Połamania szprych
Rybniccy kolarze rozpoczynają sezon. Kto chce dołączyć?
Przez lata na rybnickich drogach rzadko kiedy można było zobaczyć kolarzy. Dyscyplina straciła na popularności do tego stopnia, że: mówisz rower, myślisz góral. Amatorska Grupa Kolarska powstała dopiero dwa lata temu, a jednak ma już na koncie wielkie sukcesy w promocji swojego sposobu na życie.Zawalidroga?
Ile to razy dochodzi do dyskusji kierowców, którzy przy pomocy niecenzuralnych okrzyków i znaków pseudomigowych dowodzą sobie nawzajem, kto ma rację w sporze o kawałek jezdni. A już nie daj Boże, by umęczonemu w zakorkowanym życiu kierowcy samochodu przeszkodził jeszcze jakiś rowerzysta. Często powstaje z tego pyskówka: Te, zawalidroga, masz ścieżki rowerowe, gdzie się na jezdnię wciskasz?! I tak to już jest, że kierowcy, którzy nie jeżdżą rowerami lub motocyklami, wyznają jedyną słuszną filozofię: drogi są wyłącznie dla samochodów. W tym roku po raz kolejny kolarze stają do walki o prawo do uprawiania swojego sportu. – Mało kto potrafi pojąć, że to, co uprawiamy, to kolarstwo szosowe. Wielu zwraca nam uwagę, że mamy jeździć po ścieżkach. A to się może dla nas okazać nie tylko kosztowne, ale i niebezpieczne. Policja zazwyczaj nie robi przeszkód, przymyka na to oko. Rozumieją nas. Być może dlatego, że mają kolarzy wśród swoich? – zastanawia się Darek Palenga, trener rybnickiej Amatorskiej Grupy Kolarskiej.
Sezon start
Pogoda staje się dla dwukołowców coraz bardziej przychylna, czas więc otworzyć sezon. Przygotowań do pierwszego wypadu po długim, zimowym śnie jest niewiele, bo trenować trzeba tak naprawdę przez cały rok. Jak nie na szosie, to na sali gimnastycznej czy basenie. – Spotykaliśmy się przez zimę raz w tygodniu. Bardzo ważne są takie ogólnorozwojowe ćwiczenia. Sprzętu natomiast nie trzeba jakoś specjalnie przygotowywać. Wystarczy ogólny przegląd przed sezonem. W ubiegłym roku jeździliśmy już od stycznia, tym razem zima nas trochę przytrzymała. Standardowy trening to 60 kilometrów, czyli jakieś dwie godziny jazdy. Na weekend robimy sobie większe dystanse, czyli od 120 kilometrów w górę – tłumaczy Robert Słupik. Ten młody kolarz jest prezesem AGK Rybnik, która powstała 2 lata temu. – Zaczęło się od tego, że szukałem na forum kolarskim kompanów do wspólnej jazdy. Powoli zbierała się nasza grupka. 4, 10, 15 osób.... Potem pomyśleliśmy, że może trzeba by wskoczyć na wyższy poziom i stworzyć taką poważną grupę kolarską. Zgłosiliśmy się do Fundacji Elektrowni Rybnik, a ta pomysł podchwyciła – cieszy się Słupik. Trener uzupełnia jednak, że pomimo wsparcia fundacji, nadal trzeba szukać sponsorów i wykładać duże środki z własnej kieszeni. – Wszystko zależy od tego, kto na jakim poziomie chce jeździć, ale generalnie to drogi sport. Rower można kupić za 2 , ale można i za 10 tysięcy złotych! Porządna opona kosztuje tyle, co samochodowa – tłumaczy Palenga.

....................

Podaj dalszy ciąg tekstu o rybnickiej grupie kolarskiej, zaczynając po jego ostatnim zdaniu. Zapisy, które pojawiają się dalej, to odrębny materiał, niezwiązany z tym tekstem.

■ **Pokazane zapisy**
....................

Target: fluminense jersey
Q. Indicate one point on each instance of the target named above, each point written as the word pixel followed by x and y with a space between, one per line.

....................

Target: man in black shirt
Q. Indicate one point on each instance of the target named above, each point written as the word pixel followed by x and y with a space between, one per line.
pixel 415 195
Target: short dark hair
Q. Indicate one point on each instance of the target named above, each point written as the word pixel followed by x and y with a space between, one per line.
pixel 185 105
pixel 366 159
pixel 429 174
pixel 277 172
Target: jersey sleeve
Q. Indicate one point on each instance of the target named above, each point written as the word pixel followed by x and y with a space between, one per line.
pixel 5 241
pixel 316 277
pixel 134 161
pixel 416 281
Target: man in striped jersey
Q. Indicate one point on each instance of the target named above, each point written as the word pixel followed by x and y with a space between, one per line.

....................

■ **Oczekiwany wynik**
Świeża, ale prężna grupa
To trochę osób przybywa, to ubywa... teraz jest nas 24. Mamy dwie sekcje: wyścigową oraz rekreacyjną, czyli dla tych, którzy jeżdżą wyłącznie dla rozrywki, przyjemności. Wybieramy się w maju w góry na 3-dniowy obóz, by trochę potrenować i zintegrować grupę. To wszystko jest jeszcze świeże, trzeba się zżyć. W tym roku zaczynamy już na poważnie. Dorobiliśmy się właśnie wozu teamowego. Mamy prócz tego logo, stroje krótkie, długie... – wymienia Słupik. AGK jest młodą grupą, mimo to posiada już swoje osiągnięcia. – Największa impreza, na jakiej dotychczas byliśmy, to Mistrzostwa Europy Tatry Tour w Popradzie. Nie było najgorzej. Zajęliśmy coś koło 30 miejsca. Zorganizowaliśmy także własną imprezę, czyli ubiegłoroczny Tour de Rybnik. Trasa liczy 52 kilometry. Chociaż pogoda nie była najlepsza, zainteresowanie kibiców spore – wspomina wrześniowe zawody młody kolarz i zachęca do wypróbowania swoich sił w gronie AGK Rybnik.
Dziadek w maluchu
Za czasów komuny był klub Victoria Rybnik, a w nim takie osoby, jak Dariusz Baranowski czy Sławek Chrzanowski. Ludzie wiedzieli wtedy, co to kolarstwo szosowe. Teraz przez lata widzą wyłącznie górale. Musimy od nowa zaistnieć w ich świadomości – tłumaczy działalność AGK Słupik. Na hasło Victoria Rybnik u trenera pojawiają się dawne wspomnienia. – Moja kariera zaczęła się właśnie od Victoria Rybnik. Jeździli wtedy po szkołach i werbowali młodych. Potem było wojsko. Wróciłem do kolarstwa 6 lat temu, a to dzięki mojemu byłemu trenerowi, który posłał mi z Niemiec rower. Pamiętam mój pierwszy po latach wyścig, to była Częstochowa. Fajnie było znów stanąć w szeregach peletonu. Zająłem wprawdzie 6. miejsce, ale przyjechałem tak wypompowany... To był mój najgorszy i najlepszy zarazem wyścig kolarski – wspomina Palenga, który startuje dzisiaj w Lidze Masters i doradza młodym w AGK. – Współpraca układa się dobrze. Nie wszyscy są tacy chętni do treningów, ale starają się. Każdy może się do nas zgłosić, nie ma żadnej górnej granicy wieku. Spotkałem kiedyś na zawodach jednego gościa, który miał 82 lata. Dziadek wysiada z malucha, babcia go masuje. Patrzymy, co się dzieje, a on ściąga rower i startuje w wyścigu. Przejechał metę jako ostatni, ale nie poddał się, a to jest najważniejsze – tłumaczy trener.